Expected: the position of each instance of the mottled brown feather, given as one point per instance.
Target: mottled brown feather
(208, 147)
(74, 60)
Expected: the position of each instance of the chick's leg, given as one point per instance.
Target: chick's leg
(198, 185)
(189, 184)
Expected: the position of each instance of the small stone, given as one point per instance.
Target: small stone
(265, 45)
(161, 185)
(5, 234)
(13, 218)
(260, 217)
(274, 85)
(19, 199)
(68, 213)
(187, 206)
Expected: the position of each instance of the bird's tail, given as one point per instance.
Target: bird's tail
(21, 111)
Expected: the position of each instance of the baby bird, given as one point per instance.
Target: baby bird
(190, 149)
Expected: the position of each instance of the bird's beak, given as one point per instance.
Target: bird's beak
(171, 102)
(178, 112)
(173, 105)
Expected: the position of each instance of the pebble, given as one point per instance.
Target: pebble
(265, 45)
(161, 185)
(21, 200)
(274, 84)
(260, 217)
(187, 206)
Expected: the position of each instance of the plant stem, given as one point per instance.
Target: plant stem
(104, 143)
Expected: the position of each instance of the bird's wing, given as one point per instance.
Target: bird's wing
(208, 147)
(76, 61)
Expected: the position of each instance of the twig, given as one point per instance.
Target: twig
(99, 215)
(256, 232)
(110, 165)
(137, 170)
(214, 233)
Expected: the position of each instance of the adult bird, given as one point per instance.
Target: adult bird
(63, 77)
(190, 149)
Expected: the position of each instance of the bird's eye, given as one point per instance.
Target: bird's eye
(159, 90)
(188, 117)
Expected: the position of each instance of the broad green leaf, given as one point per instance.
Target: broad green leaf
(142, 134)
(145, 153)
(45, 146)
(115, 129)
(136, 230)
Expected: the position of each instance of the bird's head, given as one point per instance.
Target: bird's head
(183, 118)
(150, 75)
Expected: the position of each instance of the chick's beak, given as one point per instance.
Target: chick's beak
______________________________
Exercise -
Could you rewrite all of the data above, changing every "pebble" to "small rock" and leaving everything else untouched?

Answer to the exercise -
Expected: the position of each instance of the mottled brown feather, given as one point per instance.
Target: mottled brown feather
(208, 147)
(74, 60)
Expected: the position of each instance of the chick's leg, given as one point per instance.
Target: chick's leg
(198, 185)
(189, 184)
Expected: the position of each instance of the small stone, given as one point per instance.
Target: small stone
(265, 45)
(161, 185)
(5, 234)
(13, 218)
(260, 217)
(274, 85)
(19, 199)
(68, 213)
(187, 206)
Expected: the position of each instance of the bird's tail, given as one point per instance.
Target: bird's tail
(21, 111)
Expected: the position of each instance of the baby bird, given as one point per instance.
Target: baby bird
(190, 149)
Expected: the position of each instance of the bird's beak, given as one point per instance.
Target: bird's beak
(171, 102)
(178, 112)
(173, 105)
Expected: the position of each instance of the small rock, given as one point per instance.
Target: small rock
(265, 45)
(161, 185)
(21, 200)
(274, 84)
(260, 217)
(187, 206)
Expected: the position of each instance of the plant stem, given as one point per instance.
Target: plant stem
(104, 143)
Expected: the position of each instance of the bird's wing, given as one point per instance.
Target: bird's wing
(208, 147)
(76, 61)
Expected: the position of each instance of the twig, given as one point per instance.
Target: twig
(99, 215)
(256, 232)
(110, 165)
(137, 170)
(214, 233)
Expected: the position of each instance of the adult bird, given as one point per instance.
Target: adult bird
(63, 77)
(190, 149)
Expected: the position of each instance of the bird's eye, given as one point per instance.
Target: bird's eye
(159, 90)
(188, 117)
Expected: the position of each instance of the broad green leaf, given as one point per instance.
Target: broad green leaf
(142, 134)
(145, 153)
(45, 146)
(115, 129)
(136, 230)
Expected: the position of each instance of the bird's head, given as one point per instance.
Target: bird's head
(183, 118)
(150, 75)
Expected: the position of each instance of the chick's beak, given as one point per instance.
Target: chick's beak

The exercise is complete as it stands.